# WHAT IS NEEDED
Report each line of the data that contains the string "water".

STORED DATA Start Marker

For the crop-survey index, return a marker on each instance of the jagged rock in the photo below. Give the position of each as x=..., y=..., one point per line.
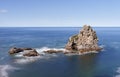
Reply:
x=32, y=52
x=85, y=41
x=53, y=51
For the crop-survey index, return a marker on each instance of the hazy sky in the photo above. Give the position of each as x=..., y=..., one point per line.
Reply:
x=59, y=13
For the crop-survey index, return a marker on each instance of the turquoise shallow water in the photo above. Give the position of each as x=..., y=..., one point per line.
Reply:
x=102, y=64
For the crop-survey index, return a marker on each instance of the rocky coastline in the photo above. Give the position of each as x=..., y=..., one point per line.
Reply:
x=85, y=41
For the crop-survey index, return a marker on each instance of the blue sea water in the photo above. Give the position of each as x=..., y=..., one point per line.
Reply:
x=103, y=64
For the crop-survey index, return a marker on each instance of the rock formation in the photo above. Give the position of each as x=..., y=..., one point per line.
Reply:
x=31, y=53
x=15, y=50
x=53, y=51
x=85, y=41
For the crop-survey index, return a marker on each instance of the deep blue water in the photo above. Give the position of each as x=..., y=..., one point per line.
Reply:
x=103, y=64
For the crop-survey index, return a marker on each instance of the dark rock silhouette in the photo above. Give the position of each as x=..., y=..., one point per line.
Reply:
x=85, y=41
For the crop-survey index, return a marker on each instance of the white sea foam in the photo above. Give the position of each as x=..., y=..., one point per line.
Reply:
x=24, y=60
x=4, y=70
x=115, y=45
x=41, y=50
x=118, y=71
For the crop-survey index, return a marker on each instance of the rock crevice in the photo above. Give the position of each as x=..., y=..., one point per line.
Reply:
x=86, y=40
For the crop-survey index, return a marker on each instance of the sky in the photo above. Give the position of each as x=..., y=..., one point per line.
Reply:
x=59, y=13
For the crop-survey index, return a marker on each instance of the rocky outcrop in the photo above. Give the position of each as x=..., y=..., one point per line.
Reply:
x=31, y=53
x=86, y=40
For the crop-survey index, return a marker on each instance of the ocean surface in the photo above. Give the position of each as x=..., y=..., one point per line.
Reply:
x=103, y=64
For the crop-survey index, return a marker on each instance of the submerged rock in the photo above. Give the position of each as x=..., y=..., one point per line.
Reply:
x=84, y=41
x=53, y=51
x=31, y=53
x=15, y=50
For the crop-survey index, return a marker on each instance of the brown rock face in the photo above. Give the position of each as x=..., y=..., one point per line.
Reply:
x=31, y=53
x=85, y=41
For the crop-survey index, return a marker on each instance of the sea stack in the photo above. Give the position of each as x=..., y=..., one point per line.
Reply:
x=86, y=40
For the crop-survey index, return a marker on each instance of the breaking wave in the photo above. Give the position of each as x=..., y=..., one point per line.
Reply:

STORED DATA End Marker

# FINISHED EXERCISE
For the crop-survey index, return a marker on each instance of the turquoise shallow water in the photo above. Give the position of each as x=..., y=..., one point per line.
For the crop-survey index, return a marker on each instance of the blue sea water in the photo above. Give the position of each as x=..., y=..., one point per line.
For the crop-survey index, return a marker on each instance of the deep blue water in the photo above. Give the position of each as x=..., y=..., one point per line.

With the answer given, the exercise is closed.